**Activity:** What you give back must match the records below word for word.

** Opening Extracted data block **

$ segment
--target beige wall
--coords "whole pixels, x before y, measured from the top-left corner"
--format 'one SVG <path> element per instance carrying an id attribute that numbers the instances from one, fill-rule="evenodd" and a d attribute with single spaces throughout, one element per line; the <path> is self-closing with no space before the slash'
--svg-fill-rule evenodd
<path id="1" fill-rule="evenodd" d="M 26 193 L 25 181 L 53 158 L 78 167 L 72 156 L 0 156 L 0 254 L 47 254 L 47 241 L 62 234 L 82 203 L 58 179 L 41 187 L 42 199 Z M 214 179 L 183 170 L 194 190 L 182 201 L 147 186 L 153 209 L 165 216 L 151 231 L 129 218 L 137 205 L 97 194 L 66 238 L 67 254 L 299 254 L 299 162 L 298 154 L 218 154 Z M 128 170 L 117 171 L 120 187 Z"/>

** Closing Extracted data block **

**Completed exercise:**
$ segment
--target beige wall
--coords "whole pixels, x before y, measured from the top-left corner"
--format 'one SVG <path> element per instance carrying an id attribute that numbers the instances from one, fill-rule="evenodd" and a d attribute with single spaces throughout, one element per line; the <path> is self-closing with no space before the slash'
--svg-fill-rule evenodd
<path id="1" fill-rule="evenodd" d="M 26 193 L 25 181 L 53 158 L 78 167 L 72 156 L 0 156 L 0 254 L 47 254 L 47 241 L 62 234 L 82 203 L 58 179 L 41 187 L 42 199 Z M 214 179 L 183 170 L 194 190 L 182 201 L 147 186 L 153 209 L 165 216 L 151 231 L 129 218 L 137 205 L 97 194 L 66 238 L 67 254 L 299 254 L 299 162 L 298 154 L 218 154 Z M 128 170 L 117 171 L 120 187 Z"/>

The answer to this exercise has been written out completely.